Exercise aim:
Once you have read the data below, print all of it exactly.

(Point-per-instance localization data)

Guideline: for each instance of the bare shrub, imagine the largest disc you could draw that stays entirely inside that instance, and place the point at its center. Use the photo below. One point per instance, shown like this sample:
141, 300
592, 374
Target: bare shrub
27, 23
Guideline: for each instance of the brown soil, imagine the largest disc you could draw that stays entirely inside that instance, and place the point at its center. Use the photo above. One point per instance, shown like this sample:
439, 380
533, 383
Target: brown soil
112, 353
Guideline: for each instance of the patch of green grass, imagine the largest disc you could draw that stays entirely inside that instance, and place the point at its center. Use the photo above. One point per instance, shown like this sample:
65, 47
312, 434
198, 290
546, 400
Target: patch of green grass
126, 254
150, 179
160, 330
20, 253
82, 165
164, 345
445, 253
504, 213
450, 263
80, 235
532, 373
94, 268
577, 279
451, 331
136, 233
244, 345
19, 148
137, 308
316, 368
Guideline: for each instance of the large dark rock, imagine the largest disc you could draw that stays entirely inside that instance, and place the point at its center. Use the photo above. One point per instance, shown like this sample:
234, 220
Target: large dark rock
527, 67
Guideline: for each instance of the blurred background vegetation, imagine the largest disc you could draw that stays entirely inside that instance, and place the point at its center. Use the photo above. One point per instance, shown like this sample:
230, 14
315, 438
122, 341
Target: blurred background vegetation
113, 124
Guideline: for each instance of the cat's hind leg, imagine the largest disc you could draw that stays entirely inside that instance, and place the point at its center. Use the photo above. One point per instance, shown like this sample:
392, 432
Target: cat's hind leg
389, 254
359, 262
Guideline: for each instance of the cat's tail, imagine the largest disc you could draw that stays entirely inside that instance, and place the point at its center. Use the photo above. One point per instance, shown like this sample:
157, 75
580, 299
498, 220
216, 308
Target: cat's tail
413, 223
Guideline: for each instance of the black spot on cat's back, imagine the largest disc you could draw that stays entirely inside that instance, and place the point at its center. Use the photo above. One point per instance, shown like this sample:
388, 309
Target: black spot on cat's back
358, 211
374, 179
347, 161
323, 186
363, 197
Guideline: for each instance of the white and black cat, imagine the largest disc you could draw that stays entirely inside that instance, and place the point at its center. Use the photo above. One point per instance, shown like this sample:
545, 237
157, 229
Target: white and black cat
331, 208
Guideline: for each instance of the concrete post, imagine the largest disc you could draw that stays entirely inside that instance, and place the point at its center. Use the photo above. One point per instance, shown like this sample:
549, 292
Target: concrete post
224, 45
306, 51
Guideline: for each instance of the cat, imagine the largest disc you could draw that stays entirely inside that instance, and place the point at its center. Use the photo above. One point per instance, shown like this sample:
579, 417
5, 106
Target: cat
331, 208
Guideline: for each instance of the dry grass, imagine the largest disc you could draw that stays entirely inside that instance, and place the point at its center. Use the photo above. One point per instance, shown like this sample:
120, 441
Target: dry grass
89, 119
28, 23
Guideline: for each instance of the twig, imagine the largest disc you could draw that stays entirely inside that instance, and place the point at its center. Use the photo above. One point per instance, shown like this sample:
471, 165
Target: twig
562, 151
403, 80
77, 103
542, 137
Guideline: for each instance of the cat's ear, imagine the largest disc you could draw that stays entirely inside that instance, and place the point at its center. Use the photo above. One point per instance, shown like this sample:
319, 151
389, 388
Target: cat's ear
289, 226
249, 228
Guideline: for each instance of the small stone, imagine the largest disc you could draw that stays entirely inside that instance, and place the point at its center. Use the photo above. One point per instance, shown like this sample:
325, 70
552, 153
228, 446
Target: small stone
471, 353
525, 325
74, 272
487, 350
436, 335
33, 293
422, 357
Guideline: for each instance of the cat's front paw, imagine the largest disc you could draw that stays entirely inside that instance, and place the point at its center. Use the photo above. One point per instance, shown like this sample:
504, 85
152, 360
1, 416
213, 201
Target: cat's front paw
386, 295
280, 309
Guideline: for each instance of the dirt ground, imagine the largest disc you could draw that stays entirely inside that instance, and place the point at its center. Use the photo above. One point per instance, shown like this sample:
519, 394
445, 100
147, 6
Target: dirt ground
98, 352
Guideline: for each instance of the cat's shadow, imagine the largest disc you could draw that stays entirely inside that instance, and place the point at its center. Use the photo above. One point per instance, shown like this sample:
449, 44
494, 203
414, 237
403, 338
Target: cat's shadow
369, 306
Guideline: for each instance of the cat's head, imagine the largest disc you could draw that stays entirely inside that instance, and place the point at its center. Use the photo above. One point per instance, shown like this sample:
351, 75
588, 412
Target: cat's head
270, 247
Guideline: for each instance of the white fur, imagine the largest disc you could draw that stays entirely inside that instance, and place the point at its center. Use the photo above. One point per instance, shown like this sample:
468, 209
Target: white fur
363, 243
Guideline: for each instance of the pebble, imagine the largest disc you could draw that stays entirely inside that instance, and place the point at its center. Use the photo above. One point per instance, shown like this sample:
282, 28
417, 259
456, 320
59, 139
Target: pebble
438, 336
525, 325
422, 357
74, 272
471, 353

Expected answer:
Guideline: for each instance of the bare shrub, imagine the largest disc you could draw that stays entirely inside that instance, and place the point at its center. Use the photo below. One point per instance, shown like this sample:
141, 300
592, 374
Target: bare shrub
27, 23
Guideline: for each instance of the brown soil, imagine the largest disc you could draw that stays entirely inside that instance, and place the point at its center. Use the photo above. One point per instance, shown like this sample:
439, 380
533, 383
Target: brown soil
112, 353
Guideline: for each instance of the patch of green grass, imagine the largest disc you could draw that stays entirely inside that instance, and place the point at its center. Use the photo above. One point per instance, shown like this sample:
65, 47
312, 434
198, 290
546, 400
Target: patch of green grass
126, 254
150, 179
160, 330
20, 253
82, 165
164, 345
445, 253
504, 213
450, 263
80, 235
532, 373
94, 268
577, 279
451, 331
136, 233
244, 345
19, 148
137, 308
316, 368
Guideline: for each instance of the large dark rock, imagine the largest disc you could draw that stays entirely inside that instance, and place the point at its center. Use the photo above. One point per instance, shown like this sample:
234, 220
Target: large dark rock
527, 67
Guideline: for each instance of the blurred background vegetation, imagine the largest disc you could draw that stays entirely inside that instance, and place the point at its center. Use the photo above. One point per instance, shown like this sample:
230, 14
315, 438
122, 341
Target: blurred background vegetation
113, 124
Guideline: for each instance of the cat's hind leg, imagine the largest disc you could draw that stays entirely inside that instance, and place the point at its center. Use the photo above. One point per instance, shown like this sample:
392, 432
Target: cat's hind leg
389, 254
359, 262
Guideline: for each instance of the cat's tail, imagine the largest disc you could draw that stays entirely inside that instance, and place the point at its center. Use the photo above. One point per instance, shown like this sample:
157, 75
580, 299
498, 220
216, 308
Target: cat's tail
413, 223
Guideline: for each instance of the black spot on cat's back, imagine the largest disc you could draw that stays entirely inside that instance, and place the point at its center. Use the photo above. One point per instance, shown like this sample:
388, 309
Target: black spot on cat's back
358, 211
374, 179
347, 161
323, 186
363, 197
Guideline: for each instance of the white and black cat, imagine the largest disc you could draw that stays entirely inside that instance, and place the point at its center. Use the photo above. One point per instance, shown like this sample:
545, 237
157, 229
Target: white and black cat
331, 208
Guideline: for each instance of the concrete post, imagine the largest disc you could draw that stays entirely inside that instance, and place the point at its center. Use the photo above. One point per instance, shown like this sample:
549, 292
Target: concrete post
224, 45
306, 51
Guideline: for each instance of the cat, imagine the largest disc you could draw that stays entirely inside that instance, and place the point at its center. Use the photo above. One point per instance, shown like this sample:
579, 417
5, 106
Target: cat
331, 208
Guideline: for each instance of the dry grass, imagine the largest disc you could draw that stays entirely inside that instance, and place the point at its center. Use the photo above. One point per instance, shown like this sample:
120, 441
Target: dry grass
89, 119
28, 23
Guideline: for each instance of the twig, imagine the largest disc you could draw that stays entirely inside that instance, and place the point at its center. Use the photo above. One point per instance, shown like this sample:
471, 165
Target: twig
562, 151
403, 80
77, 103
542, 137
Guideline: for each instance of the cat's ear, imagine the largest disc you could draw that stays entirely inside that instance, and place the point at its center. Use the photo above. One point per instance, shown like this sample:
319, 151
389, 388
Target: cat's ear
289, 226
249, 228
Guideline: for each instance of the small stone, imagine the largest disc you could draw that stays entirely inside that instance, and place the point at its center. Use the photo above. One point per instance, shown like this sample:
325, 70
552, 153
228, 446
Target: small stone
471, 353
525, 325
74, 272
487, 350
436, 335
33, 293
422, 357
Guideline: for each instance of the cat's front paw, imagine the largest disc you could draw that stays entirely inside that instance, and place the point at its center. Use the photo above. One point per instance, shown like this sample:
504, 85
152, 360
1, 416
213, 201
Target: cat's front paw
386, 295
280, 309
Guideline: for each instance of the dirt ground, imagine the largest disc you could draw that stays entirely inside that instance, and place the point at its center. Use the photo above. One point per instance, shown like this sample:
519, 394
445, 100
147, 6
Target: dirt ground
98, 352
Guideline: for each instance of the cat's shadow, imagine the largest disc you could draw that stays entirely inside that instance, and place the point at its center. Use the photo above. One point per instance, shown like this sample:
449, 44
494, 203
414, 237
403, 338
Target: cat's shadow
369, 306
Guideline: for each instance of the cat's head, imagine the largest disc you could draw that stays entirely inside that instance, and place the point at its center. Use the photo above. One point per instance, shown like this sample:
351, 75
588, 412
Target: cat's head
270, 247
Guideline: for each instance of the white fur, imagine the largest disc you could draw that stays entirely inside that instance, and place the point at its center. Use the photo above. One point per instance, shown like this sample:
468, 209
Target: white fur
363, 243
Guideline: for each instance of the pebble, imagine the largest disc you could draw that stays entirely inside that instance, and place the point at its center. Use the photo above. One point per instance, shown like this sample:
282, 28
417, 259
456, 320
59, 139
Target: pebble
438, 336
525, 325
422, 357
74, 272
471, 353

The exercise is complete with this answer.